▶ _Extract to read_
==========

The bottom line on "Social and Economic Impacts," as summed up by the NFS, "There were no life threatening incidents, no personal injuries, no property damage and no perceivable changes in the area's social structure or values." Moreover, "There were no known unpaid bills following the gathering in Vermont." Page 24.
Despite the fact that the Rainbow Family neither requested nor desired it, and although it complains about financial burdens, the NFS report leaves the distinct impression that far and away the greatest government expense was for "law enforcement." In this area the report leaves the reader with a rather fuzzy view: "A full report of the law enforcement operations connected with the 1991 Rainbow Family Gathering has been prepared under a separate cover."
Still fairly clear inferences may be drawn.
According to the Financial Summary NFS spent $297,171 (page 12, alternatively, on page 28, the figure is $301,100) to "administer" the gathering. The report reflects that $277,190 was spent outright on "law enforcement." The remainder of the money appears to have gone for law enforcement support (radios, telephones, video equipment -- some of which was apparently stolen, possibly by law enforcement personal -- etc.), NFS "public relations," and a small, indeterminable sum which went for "surveying stakes, and gravel for road restoration."

==========

▶ _Short problem 1_
Reproduce the passage on the NFS report about the 1991 Rainbow Family Gathering word for word.
The passage and the records are unrelated to each other.

==========

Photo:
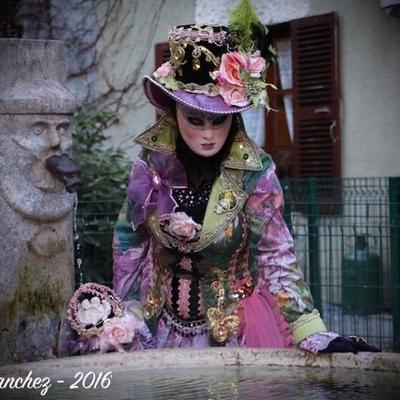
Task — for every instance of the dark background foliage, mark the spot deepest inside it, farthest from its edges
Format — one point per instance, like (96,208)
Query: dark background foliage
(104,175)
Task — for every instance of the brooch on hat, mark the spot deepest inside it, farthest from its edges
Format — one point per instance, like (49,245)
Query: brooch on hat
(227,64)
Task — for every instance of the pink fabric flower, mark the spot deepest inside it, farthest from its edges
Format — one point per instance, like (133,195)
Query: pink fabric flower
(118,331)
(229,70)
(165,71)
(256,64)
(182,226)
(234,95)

==========

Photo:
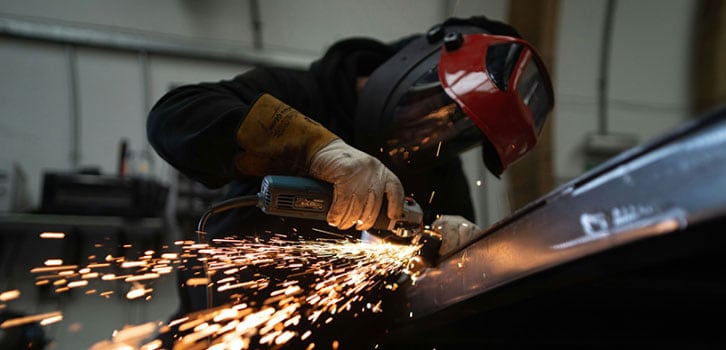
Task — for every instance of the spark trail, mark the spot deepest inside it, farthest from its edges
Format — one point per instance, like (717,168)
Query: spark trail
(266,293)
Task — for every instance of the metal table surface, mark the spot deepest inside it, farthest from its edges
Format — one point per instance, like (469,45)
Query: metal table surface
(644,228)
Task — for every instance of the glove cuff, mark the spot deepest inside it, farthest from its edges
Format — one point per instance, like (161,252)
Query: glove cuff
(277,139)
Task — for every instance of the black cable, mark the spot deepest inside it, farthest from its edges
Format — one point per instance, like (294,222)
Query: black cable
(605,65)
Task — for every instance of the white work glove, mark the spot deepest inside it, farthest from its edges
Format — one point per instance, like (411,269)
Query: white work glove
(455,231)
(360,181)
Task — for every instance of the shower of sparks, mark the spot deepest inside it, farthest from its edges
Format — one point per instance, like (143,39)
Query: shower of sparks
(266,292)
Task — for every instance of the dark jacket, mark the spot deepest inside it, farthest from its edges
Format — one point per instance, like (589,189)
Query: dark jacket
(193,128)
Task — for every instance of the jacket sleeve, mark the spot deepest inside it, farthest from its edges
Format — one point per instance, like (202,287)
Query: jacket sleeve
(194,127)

==========

▶ _Short problem 2_
Count the lines of the records that contain the word "background", and reply with the number alone.

▶ _Written answer 1_
The bottom line on "Social and Economic Impacts," as summed up by the NFS, "There were no life threatening incidents, no personal injuries, no property damage and no perceivable changes in the area's social structure or values." Moreover, "There were no known unpaid bills following the gathering in Vermont." Page 24.
Despite the fact that the Rainbow Family neither requested nor desired it, and although it complains about financial burdens, the NFS report leaves the distinct impression that far and away the greatest government expense was for "law enforcement." In this area the report leaves the reader with a rather fuzzy view: "A full report of the law enforcement operations connected with the 1991 Rainbow Family Gathering has been prepared under a separate cover."
Still fairly clear inferences may be drawn.
According to the Financial Summary NFS spent $297,171 (page 12, alternatively, on page 28, the figure is $301,100) to "administer" the gathering. The report reflects that $277,190 was spent outright on "law enforcement." The remainder of the money appears to have gone for law enforcement support (radios, telephones, video equipment -- some of which was apparently stolen, possibly by law enforcement personal -- etc.), NFS "public relations," and a small, indeterminable sum which went for "surveying stakes, and gravel for road restoration."

▶ _Written answer 2_
2